INSTRUCTION
All of the records below must be output exactly, with no pictures carried over.

## Start MATERIAL PROVIDED

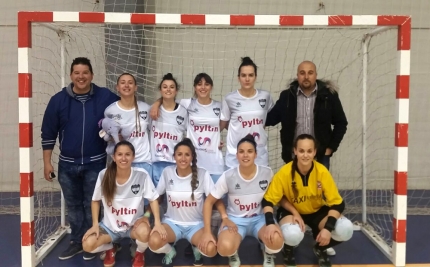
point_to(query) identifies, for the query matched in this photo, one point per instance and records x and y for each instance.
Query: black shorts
(312, 220)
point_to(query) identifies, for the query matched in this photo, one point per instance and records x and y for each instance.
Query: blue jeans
(77, 182)
(326, 162)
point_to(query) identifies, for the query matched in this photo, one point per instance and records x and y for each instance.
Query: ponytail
(136, 108)
(109, 182)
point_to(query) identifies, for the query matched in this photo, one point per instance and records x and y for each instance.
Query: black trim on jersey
(265, 203)
(305, 178)
(340, 207)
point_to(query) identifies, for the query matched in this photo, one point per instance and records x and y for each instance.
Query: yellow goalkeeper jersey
(311, 189)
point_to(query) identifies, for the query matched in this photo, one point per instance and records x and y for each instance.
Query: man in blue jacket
(72, 115)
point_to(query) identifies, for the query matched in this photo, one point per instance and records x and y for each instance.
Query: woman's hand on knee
(323, 237)
(159, 228)
(92, 231)
(271, 232)
(205, 240)
(143, 220)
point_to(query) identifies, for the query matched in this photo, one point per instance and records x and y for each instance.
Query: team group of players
(156, 160)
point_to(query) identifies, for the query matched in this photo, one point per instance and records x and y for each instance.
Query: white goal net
(150, 52)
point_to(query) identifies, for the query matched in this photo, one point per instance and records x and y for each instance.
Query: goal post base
(50, 243)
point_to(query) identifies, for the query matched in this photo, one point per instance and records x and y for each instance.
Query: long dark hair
(199, 77)
(187, 142)
(109, 179)
(136, 107)
(250, 139)
(247, 61)
(294, 167)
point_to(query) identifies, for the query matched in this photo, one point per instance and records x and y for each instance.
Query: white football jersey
(244, 196)
(181, 209)
(127, 119)
(203, 130)
(246, 116)
(128, 202)
(166, 132)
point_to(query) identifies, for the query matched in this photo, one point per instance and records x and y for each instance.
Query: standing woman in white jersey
(186, 187)
(203, 125)
(245, 186)
(168, 129)
(132, 114)
(122, 189)
(244, 112)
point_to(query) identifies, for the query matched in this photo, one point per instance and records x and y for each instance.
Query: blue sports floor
(359, 251)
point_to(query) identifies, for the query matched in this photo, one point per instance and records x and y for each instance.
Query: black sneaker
(323, 259)
(72, 250)
(89, 256)
(198, 259)
(289, 259)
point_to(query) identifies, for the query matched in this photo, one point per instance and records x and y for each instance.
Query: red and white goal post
(303, 32)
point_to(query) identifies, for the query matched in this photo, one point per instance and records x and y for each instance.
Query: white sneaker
(331, 252)
(269, 260)
(234, 261)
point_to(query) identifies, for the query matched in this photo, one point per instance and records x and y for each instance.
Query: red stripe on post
(392, 20)
(142, 18)
(400, 183)
(242, 20)
(92, 17)
(404, 36)
(399, 230)
(24, 25)
(26, 184)
(26, 134)
(339, 20)
(25, 85)
(401, 135)
(402, 86)
(27, 233)
(191, 19)
(291, 20)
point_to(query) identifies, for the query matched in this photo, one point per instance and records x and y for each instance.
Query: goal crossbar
(25, 20)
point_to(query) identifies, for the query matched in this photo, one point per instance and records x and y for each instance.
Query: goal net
(361, 60)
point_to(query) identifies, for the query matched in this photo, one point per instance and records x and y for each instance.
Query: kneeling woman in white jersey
(122, 190)
(245, 186)
(186, 187)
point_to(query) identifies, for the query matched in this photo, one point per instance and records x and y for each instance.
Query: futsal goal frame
(397, 253)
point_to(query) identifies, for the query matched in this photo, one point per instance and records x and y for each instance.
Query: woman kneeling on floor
(122, 189)
(245, 186)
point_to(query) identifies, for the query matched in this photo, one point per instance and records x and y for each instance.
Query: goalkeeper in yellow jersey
(307, 194)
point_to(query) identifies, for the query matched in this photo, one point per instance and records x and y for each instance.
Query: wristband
(331, 222)
(269, 218)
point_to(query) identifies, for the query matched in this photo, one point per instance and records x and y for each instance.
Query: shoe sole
(331, 253)
(68, 257)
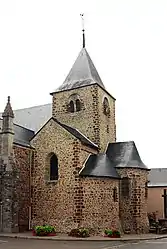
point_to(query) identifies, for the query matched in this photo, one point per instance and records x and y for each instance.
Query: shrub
(116, 233)
(79, 232)
(108, 232)
(44, 230)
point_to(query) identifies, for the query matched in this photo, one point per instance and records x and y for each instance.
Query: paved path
(10, 243)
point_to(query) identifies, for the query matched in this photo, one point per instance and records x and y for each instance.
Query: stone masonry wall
(23, 164)
(56, 202)
(67, 203)
(107, 125)
(133, 208)
(100, 211)
(90, 120)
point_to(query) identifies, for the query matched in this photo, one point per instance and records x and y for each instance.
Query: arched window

## End MATERIAL PROVIDED

ANSWER TO THIS EXERCISE
point_to(query) identifies, for the query matched in this photo, one point per instance and records x and y for each instance.
Query: black shorts
(312, 220)
point_to(query) identifies, for the query matched in this photo, one point per instance and records x and y for each instance.
Query: blue jeans
(77, 182)
(326, 162)
point_to(query) identifies, for the query matched in this photo, one point per instance and records x and y for each instance.
Query: ponytail
(136, 108)
(109, 182)
point_to(query) identifies, for the query matched in this photo, one point per instance and records x and y for each instance.
Query: black trim on jersey
(265, 203)
(305, 178)
(340, 207)
point_to(query) identifies, for the query matched in this photo, one point per instance and records x and y for each instance.
Query: yellow goalkeeper jersey
(311, 189)
point_to(query) identifies, for the query matched in this photo, one point per instance and records x and y for each instance.
Query: man in blue jacket
(72, 115)
point_to(query) identifies, for the query matched in this photo, one point per instance and records x and y for each instance.
Query: woman's hand on knee
(323, 237)
(159, 228)
(92, 231)
(271, 232)
(205, 240)
(143, 220)
point_to(query) identifies, for the query matched in this photo, one point per instance and records x and y for each instance.
Query: team group of players
(156, 160)
point_to(query) identifies, for the query matched in this photo, one point per instance and records x and y for each instance.
Query: white goal net
(150, 52)
point_to(query) identifies, for the query matched in this photo, one point per instance and records x and y for each instance.
Query: goal post base
(50, 243)
point_to(query) identifies, for the query matched in this photo, one point per instance and records x and y for each instance.
Query: long dark hair
(199, 77)
(187, 142)
(109, 179)
(136, 107)
(250, 139)
(247, 61)
(294, 167)
point_to(query) identifies, for the query matched in this photo, one point per instance and records x and y for each instance.
Query: white football jersey
(244, 196)
(181, 209)
(127, 119)
(203, 130)
(246, 116)
(128, 202)
(166, 132)
point_to(query) identifies, for the query matched in this photo, one point per instance and records x and y for each instance.
Query: standing woman in white jersey
(186, 187)
(203, 125)
(245, 186)
(168, 129)
(132, 114)
(122, 189)
(244, 112)
point_to(query) identifies, for the query matched in this photo, one point per instance and records x and y for each instance.
Query: blue sports floor
(359, 251)
point_to(query) identifies, for the query matched in this photo, one point per instance and records x and y for each instance.
Query: black sneaker
(323, 259)
(72, 250)
(89, 256)
(198, 259)
(289, 259)
point_to(query) identifies, for the query matched in this photo, one point per instance and records x and y for each instance.
Query: red and white goal post
(303, 32)
point_to(query) identifies, for the query matched in this photo, one point per instance and records x and y for each instance.
Query: white sneaker
(331, 252)
(269, 260)
(234, 261)
point_to(query) identifies, for the query matched in this photo, one point per instance and records x and y for each instance.
Query: red stripe on post
(392, 20)
(142, 18)
(400, 183)
(242, 20)
(92, 17)
(404, 36)
(399, 230)
(24, 25)
(26, 184)
(26, 134)
(339, 20)
(25, 85)
(401, 135)
(402, 86)
(27, 233)
(191, 19)
(291, 20)
point_to(query) identifies, for the query matched in this photo, one point per instance and records x and y for each instance.
Query: goal crossbar
(25, 20)
point_to(query) identifies, for the query matched in this photo, one point per instance and records x and y for each instance.
Query: goal net
(361, 60)
point_to(query) identifies, for the query matched in this photo, one point per instance and records x and y for each instance.
Query: kneeling woman in white jersey
(122, 190)
(245, 186)
(186, 187)
point_to(query) identifies, for the query matched in this photo, one point per instance and records x and y for each instance.
Query: futsal goal frame
(397, 253)
point_to(query) identifies, for the query matched in this photo, one point per instance and records x and y for each instance.
Query: woman kneeling on floor
(122, 189)
(245, 186)
point_to(query) identifies, for the query matched in this photo, one point per instance and records x and y for each instance.
Query: goalkeeper in yellow jersey
(307, 194)
point_to(query) identifies, for the query matched in this photo, one point per instance and records x and y for each instance.
Query: wristband
(331, 222)
(269, 218)
point_to(query) identifies, for the query matched in this photo, one point per instance and records x and y for each instance.
Query: shoe sole
(331, 253)
(68, 257)
point_to(query) identifies, for the query matched in this photo, one point per instance and records x and y for each instance.
Query: shrub
(116, 233)
(79, 232)
(108, 232)
(44, 230)
point_to(query) identifies, for the query matched in this photo, one point per instance and records x and y for each instance.
Query: paved path
(10, 243)
point_to(query) identifies, for the query matched in this photo, one point per instance and records x and y for each instance.
Query: stone masonry wall
(23, 164)
(56, 202)
(67, 203)
(107, 125)
(133, 208)
(100, 211)
(90, 120)
point_to(query) identifies, for the query matched in this photo, one point per instance and records x and y for each instance.
Query: arched window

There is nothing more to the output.